Round Six: the urine in the bucket. Winner: no one.

 

It was a battle of wits that continued through all seven children, a 30-year campaign for which Mom should have received the Congressional Medal of Honor. We lived in a happy, chaotic blur, but we loved each other, and we loved Mom.

At the time, it probably felt like no one was winning the war. But years later, it’s clear we all emerged the victor. Through her patience with all of our follies, Mom allowed us to grow and to create. She taught us that our actions had consequences (and believe me, she was downright clever when it came to fitting a punishment to the crime). Life was a loving laboratory of controlled, collaborative chaos, and we learned more there than anything she could have told us directly.

====

## Tasks
1. Decide whether each statement agrees with the passage about Mom, answering yes or no and quoting the words of the passage that decide it: (a) The campaign lasted 30 years. (b) There were six children. (c) Mom taught the children that their actions had consequences.
2. Reproduce word for word the stretch of the passage about Mom from "It was a battle" through "told us directly.".

## Supplied records

====

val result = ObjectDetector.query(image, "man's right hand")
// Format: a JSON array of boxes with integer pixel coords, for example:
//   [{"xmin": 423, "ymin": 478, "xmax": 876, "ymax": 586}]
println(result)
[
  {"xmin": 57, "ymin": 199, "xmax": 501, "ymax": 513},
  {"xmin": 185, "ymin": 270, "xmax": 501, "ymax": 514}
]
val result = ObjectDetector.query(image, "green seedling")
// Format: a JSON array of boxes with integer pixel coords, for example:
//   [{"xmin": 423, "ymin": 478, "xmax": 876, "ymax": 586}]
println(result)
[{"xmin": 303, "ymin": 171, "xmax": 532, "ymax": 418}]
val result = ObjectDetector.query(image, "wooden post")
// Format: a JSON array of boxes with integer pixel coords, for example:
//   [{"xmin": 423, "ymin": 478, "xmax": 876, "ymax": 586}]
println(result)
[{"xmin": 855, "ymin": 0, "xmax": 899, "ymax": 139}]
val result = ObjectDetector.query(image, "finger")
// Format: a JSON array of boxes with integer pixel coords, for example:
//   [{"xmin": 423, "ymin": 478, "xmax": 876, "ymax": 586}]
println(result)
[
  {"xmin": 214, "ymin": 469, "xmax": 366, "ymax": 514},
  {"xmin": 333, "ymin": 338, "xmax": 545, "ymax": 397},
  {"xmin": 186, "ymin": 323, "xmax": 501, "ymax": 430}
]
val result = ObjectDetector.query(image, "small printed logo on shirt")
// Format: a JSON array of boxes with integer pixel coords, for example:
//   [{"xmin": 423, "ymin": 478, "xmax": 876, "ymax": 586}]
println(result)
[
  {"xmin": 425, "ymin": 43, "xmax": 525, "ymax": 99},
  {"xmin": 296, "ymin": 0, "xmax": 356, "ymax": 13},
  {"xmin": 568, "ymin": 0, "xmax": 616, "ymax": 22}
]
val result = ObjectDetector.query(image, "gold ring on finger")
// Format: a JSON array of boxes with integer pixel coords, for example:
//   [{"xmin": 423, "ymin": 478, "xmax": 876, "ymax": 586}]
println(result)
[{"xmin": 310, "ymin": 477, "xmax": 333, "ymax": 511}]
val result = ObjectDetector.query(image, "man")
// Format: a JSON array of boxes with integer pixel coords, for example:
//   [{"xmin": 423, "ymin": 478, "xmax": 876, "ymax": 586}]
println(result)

====

## Answers to the tasks
1.
(a) Yes: "a 30-year campaign"
(b) No: "continued through all seven children"
(c) Yes: "She taught us that our actions had consequences"

2.
It was a battle of wits that continued through all seven children, a 30-year campaign for which Mom should have received the Congressional Medal of Honor. We lived in a happy, chaotic blur, but we loved each other, and we loved Mom.

At the time, it probably felt like no one was winning the war. But years later, it’s clear we all emerged the victor. Through her patience with all of our follies, Mom allowed us to grow and to create. She taught us that our actions had consequences (and believe me, she was downright clever when it came to fitting a punishment to the crime). Life was a loving laboratory of controlled, collaborative chaos, and we learned more there than anything she could have told us directly.